*Exercise directions*: The expected response is the complete listing below, restated exactly, with its pictures omitted.
○ ○ ○
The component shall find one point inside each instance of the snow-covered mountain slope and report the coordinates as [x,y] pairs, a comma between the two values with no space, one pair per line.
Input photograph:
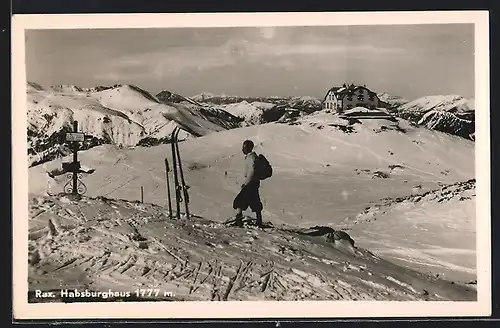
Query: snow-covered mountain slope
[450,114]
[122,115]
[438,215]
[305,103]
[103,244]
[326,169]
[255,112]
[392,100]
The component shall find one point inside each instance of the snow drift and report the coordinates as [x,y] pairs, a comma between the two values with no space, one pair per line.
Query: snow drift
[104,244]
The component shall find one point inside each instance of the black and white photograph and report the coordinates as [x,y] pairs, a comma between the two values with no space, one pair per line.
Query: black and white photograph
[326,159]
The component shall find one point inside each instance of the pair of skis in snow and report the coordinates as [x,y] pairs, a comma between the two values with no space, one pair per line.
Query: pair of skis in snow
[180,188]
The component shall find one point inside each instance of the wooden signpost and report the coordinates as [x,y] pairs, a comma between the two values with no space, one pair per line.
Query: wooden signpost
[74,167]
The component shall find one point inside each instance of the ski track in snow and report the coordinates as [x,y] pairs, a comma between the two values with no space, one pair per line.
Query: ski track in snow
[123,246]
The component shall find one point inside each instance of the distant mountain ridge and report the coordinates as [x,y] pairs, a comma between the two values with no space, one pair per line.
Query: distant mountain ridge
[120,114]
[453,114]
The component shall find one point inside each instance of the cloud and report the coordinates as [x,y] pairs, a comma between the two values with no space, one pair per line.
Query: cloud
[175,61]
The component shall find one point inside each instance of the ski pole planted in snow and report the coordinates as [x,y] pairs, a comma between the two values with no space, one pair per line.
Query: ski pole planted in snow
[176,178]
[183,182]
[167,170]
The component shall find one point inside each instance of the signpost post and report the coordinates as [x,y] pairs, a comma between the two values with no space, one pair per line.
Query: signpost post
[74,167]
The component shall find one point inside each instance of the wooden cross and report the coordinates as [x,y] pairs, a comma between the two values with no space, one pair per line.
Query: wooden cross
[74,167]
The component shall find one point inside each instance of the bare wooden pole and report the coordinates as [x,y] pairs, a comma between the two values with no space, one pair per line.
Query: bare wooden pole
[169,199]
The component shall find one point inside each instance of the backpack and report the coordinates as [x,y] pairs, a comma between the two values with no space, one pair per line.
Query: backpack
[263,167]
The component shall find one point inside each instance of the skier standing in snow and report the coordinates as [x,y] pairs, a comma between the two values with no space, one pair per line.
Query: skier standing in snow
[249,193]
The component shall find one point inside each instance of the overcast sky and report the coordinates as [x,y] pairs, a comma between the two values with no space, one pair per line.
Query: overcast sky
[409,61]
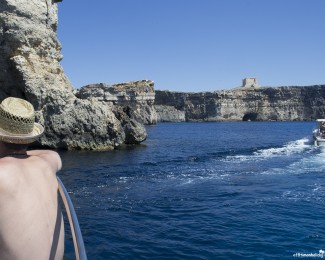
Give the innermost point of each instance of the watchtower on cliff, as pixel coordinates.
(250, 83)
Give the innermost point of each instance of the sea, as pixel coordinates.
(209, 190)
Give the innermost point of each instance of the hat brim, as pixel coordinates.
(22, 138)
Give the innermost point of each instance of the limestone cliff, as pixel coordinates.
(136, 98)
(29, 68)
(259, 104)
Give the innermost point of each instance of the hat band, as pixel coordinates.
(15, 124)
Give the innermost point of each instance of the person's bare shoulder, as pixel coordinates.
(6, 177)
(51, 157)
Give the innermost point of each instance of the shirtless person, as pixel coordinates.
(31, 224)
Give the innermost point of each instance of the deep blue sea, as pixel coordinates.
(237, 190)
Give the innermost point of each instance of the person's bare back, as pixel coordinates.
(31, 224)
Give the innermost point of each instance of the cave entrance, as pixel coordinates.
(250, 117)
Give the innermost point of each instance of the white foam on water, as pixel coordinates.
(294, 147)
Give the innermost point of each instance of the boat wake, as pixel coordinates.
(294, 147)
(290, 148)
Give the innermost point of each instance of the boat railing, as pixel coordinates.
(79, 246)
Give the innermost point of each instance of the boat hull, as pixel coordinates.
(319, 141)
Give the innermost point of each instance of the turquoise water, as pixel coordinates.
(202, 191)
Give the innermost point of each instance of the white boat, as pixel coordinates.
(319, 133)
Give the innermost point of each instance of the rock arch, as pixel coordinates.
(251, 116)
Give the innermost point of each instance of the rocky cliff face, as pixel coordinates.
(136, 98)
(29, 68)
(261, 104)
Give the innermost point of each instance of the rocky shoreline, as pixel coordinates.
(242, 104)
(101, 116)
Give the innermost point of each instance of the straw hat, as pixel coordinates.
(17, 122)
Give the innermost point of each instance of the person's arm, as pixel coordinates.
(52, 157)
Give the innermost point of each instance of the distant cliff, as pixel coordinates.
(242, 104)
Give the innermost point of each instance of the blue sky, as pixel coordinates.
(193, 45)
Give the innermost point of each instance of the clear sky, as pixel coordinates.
○ ○ ○
*Task result*:
The component shall find one point inside each instance of the snow-covered mountain slope and report the coordinates as [x,y] pairs, a comma between the two values with no space, one pair per line.
Input photograph:
Query: snow-covered mountain slope
[450,114]
[122,115]
[438,215]
[305,103]
[103,244]
[326,169]
[255,112]
[392,100]
The component shall find one point inside each instance of the snow drift and report the coordinates as [x,y] pairs, a comma between the two values with no space, one pair per line.
Query: snow drift
[104,244]
The component shall find one point inside each instance of the black and white photograph and report the coordinates as [x,y] pairs, a comma between the two values with no space, one pair per line.
Query: black and white photograph
[326,159]
The component shall find one point inside each instance of the pair of skis in snow and report the coordinates as [x,y] pairs, a comma between the two values with no space, one pair per line.
Query: pair of skis in snow
[180,188]
The component shall find one point inside each instance of the wooden signpost and report the coordinates as [x,y] pairs, a comma between the two values with no space, one pair per line.
Query: wooden signpost
[74,167]
The component shall find one point inside each instance of the ski track in snow and report the coordinates as [x,y] pairs, a comma between the two values with no space, one pair per line.
Query: ski track in snow
[123,246]
The component shall find one point inside each instance of the distant mountain ridge and report the coordinates as [x,y] pairs, a comma between the two values with no space, one pair per line.
Query: distant mountain ridge
[120,114]
[453,114]
The component shall find one point inside each instance of the cloud and report the coordinates as [x,y] pairs, a comma between the two values with no space, one pair per line.
Query: cloud
[175,61]
The component shall find one point inside each instance of the ski pole planted in snow and report the coordinates as [x,y] pairs, a comma between the two values with no space, one pair per line.
Query: ski pole planted in snow
[176,178]
[183,182]
[167,170]
The component shall find one point inside each instance of the signpost post and report the coordinates as [x,y] pairs, a comma between the two values with no space, one pair per line.
Query: signpost post
[74,167]
The component shall find one point inside each instance of the wooden cross and report the coordinates as [x,y] pairs, a comma between the two values with no space, one pair per line.
Query: wooden cross
[74,167]
The component shall find one point inside each instance of the bare wooden pole and report the coordinates as [x,y] pairs, a comma between the two values with no space, one pair per line.
Query: bare wooden pole
[169,199]
The component shall find one point inside each instance of the backpack and report the coordinates as [x,y] pairs, a comma between the two values with no space, one pair per line.
Query: backpack
[263,167]
The component shall find one point inside each instance of the skier standing in snow and report the coordinates as [x,y] pairs, a comma between the two values with no space, one pair per line.
Query: skier standing in snow
[249,193]
The component shall find one point inside each instance of the overcast sky and report the coordinates as [x,y] pairs, a comma between the two values with no space, one pair per line.
Query: overcast sky
[409,61]
Give the innermost point of each instance of the watchtower on cliff, as pixel coordinates.
(250, 83)
Give the innermost point of each instance of the sea, as pixel coordinates.
(209, 190)
Give the innermost point of each instance of the hat brim, as pixel coordinates.
(22, 138)
Give the innermost point of each instance of the limestone cliff, as pixel coordinates.
(136, 98)
(29, 68)
(259, 104)
Give the innermost point of each instance of the hat band, as pixel coordinates.
(15, 124)
Give the innermost point of each instance of the person's bare shoulder, as pixel coordinates.
(6, 177)
(51, 157)
Give the innermost point of each instance of the shirtless person, as pixel coordinates.
(31, 224)
Give the innermost point of each instance of the deep blue sea, as pixel coordinates.
(237, 190)
Give the innermost point of each instance of the person's bare back, as pixel coordinates.
(31, 224)
Give the innermost point of each instance of the cave entrance, as pixel coordinates.
(250, 117)
Give the innermost point of each instance of the white foam on water, as pixel coordinates.
(294, 147)
Give the innermost point of each instance of the boat wake, as pixel coordinates.
(294, 147)
(290, 148)
Give the innermost point of each instance of the boat railing, as pixel coordinates.
(79, 246)
Give the innermost point of each instance of the boat hull, as pixel coordinates.
(319, 141)
Give the innermost point of each instance of the turquoise water, as pixel coordinates.
(202, 191)
Give the innermost point of each instance of the white boat, as pixel coordinates.
(319, 133)
Give the innermost point of each instance of the rock arch, as pixel coordinates.
(251, 116)
Give the innermost point of each instance of the rocky cliff face, as pixel coordinates.
(136, 98)
(29, 68)
(261, 104)
Give the innermost point of each instance of the rocky shoreline, as pixel coordinates.
(242, 104)
(101, 116)
Give the innermost point of each instance of the straw hat, as pixel coordinates.
(17, 122)
Give the innermost point of each instance of the person's arm, as pixel coordinates.
(52, 157)
Give the innermost point of each instance of the distant cliff, as pixel coordinates.
(242, 104)
Give the innermost point of each instance of the blue sky, as pixel coordinates.
(193, 45)
Give the innermost point of each instance of the clear sky, as pixel coordinates.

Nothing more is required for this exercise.